WHAT YOU HAVE TO DO: As you look over the data below, please find each line where the word "green" appears, then copy it.

Data items:
========

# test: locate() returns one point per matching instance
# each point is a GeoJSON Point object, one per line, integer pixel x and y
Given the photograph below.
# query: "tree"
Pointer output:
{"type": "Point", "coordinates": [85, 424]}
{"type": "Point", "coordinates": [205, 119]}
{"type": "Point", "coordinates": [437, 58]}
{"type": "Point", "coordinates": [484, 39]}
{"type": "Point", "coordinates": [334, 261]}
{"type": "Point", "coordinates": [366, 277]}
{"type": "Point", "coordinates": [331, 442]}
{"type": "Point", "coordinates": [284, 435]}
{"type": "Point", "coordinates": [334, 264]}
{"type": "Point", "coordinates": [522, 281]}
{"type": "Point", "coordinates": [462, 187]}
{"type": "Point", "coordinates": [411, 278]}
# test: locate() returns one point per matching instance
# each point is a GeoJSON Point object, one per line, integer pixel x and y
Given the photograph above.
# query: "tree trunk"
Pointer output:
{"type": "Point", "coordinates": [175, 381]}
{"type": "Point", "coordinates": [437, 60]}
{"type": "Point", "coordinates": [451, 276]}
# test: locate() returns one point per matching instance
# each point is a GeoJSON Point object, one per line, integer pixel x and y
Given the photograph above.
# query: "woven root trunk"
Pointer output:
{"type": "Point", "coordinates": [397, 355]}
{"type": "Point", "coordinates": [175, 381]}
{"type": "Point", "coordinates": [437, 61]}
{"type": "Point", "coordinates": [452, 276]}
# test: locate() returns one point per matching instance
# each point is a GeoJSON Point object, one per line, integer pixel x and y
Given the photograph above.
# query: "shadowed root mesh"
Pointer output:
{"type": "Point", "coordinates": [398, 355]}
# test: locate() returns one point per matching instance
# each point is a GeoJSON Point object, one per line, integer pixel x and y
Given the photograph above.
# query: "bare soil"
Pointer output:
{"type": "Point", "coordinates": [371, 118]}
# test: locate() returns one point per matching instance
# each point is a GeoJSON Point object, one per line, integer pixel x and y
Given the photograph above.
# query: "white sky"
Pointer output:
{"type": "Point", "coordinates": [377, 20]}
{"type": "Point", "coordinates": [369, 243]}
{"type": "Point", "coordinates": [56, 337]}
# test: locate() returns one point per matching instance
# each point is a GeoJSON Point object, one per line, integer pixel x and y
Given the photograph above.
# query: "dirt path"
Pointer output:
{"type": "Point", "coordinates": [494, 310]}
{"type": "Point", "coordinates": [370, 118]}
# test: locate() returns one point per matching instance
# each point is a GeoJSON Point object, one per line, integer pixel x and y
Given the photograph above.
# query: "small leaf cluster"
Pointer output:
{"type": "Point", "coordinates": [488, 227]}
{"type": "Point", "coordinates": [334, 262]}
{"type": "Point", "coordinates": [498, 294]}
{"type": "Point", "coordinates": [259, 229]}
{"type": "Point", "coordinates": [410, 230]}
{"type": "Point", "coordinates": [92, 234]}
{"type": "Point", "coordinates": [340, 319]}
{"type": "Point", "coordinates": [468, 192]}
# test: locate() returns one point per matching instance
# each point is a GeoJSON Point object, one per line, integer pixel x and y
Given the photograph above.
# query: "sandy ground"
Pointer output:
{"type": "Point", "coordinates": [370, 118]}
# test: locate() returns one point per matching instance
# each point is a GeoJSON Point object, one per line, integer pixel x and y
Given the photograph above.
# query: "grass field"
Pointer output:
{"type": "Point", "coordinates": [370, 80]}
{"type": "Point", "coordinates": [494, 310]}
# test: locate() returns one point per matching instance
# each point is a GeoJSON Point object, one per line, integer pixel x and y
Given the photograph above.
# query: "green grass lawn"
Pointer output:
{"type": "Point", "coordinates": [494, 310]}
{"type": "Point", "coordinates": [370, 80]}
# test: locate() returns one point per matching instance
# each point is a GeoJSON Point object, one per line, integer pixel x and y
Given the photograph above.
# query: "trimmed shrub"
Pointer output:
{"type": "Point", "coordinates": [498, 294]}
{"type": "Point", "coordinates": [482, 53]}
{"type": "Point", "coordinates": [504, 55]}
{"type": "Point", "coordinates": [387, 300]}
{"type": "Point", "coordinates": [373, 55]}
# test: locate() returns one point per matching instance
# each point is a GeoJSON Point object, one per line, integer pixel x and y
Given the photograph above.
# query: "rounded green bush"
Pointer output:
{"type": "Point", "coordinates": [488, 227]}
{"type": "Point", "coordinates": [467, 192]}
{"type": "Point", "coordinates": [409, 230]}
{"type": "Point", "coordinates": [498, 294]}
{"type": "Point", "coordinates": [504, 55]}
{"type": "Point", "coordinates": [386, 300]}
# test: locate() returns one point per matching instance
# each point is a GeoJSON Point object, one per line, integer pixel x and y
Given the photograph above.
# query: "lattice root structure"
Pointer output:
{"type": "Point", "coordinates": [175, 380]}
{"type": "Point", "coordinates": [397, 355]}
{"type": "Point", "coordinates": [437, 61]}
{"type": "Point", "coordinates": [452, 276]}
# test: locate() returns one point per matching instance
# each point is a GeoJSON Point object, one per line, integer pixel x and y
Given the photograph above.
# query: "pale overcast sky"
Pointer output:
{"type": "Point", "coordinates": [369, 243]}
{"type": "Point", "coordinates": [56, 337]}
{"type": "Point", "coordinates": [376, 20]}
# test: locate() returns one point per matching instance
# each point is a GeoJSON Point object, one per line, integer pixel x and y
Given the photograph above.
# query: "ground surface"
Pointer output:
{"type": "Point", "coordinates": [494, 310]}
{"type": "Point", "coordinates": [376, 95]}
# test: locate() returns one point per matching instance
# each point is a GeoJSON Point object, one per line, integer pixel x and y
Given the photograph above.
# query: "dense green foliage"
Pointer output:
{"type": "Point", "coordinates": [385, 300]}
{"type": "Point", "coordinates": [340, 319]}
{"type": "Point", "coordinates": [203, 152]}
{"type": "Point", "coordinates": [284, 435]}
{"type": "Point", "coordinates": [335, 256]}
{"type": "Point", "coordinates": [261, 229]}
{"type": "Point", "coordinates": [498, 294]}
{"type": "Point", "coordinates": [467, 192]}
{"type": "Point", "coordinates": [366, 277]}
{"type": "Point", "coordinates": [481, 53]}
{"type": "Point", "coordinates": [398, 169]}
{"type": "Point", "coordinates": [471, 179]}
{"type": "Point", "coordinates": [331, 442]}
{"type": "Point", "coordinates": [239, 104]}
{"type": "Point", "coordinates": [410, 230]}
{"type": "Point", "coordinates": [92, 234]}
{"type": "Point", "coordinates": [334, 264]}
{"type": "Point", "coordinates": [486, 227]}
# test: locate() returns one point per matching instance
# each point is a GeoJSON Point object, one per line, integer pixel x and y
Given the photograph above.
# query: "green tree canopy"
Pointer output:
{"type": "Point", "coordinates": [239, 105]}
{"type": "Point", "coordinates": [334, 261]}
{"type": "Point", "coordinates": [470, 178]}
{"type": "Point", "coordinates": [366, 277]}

========

WRITTEN RESPONSE:
# query: "green grass lawn"
# query: "rounded green bush"
# query: "dense green foliage"
# query: "green tree canopy"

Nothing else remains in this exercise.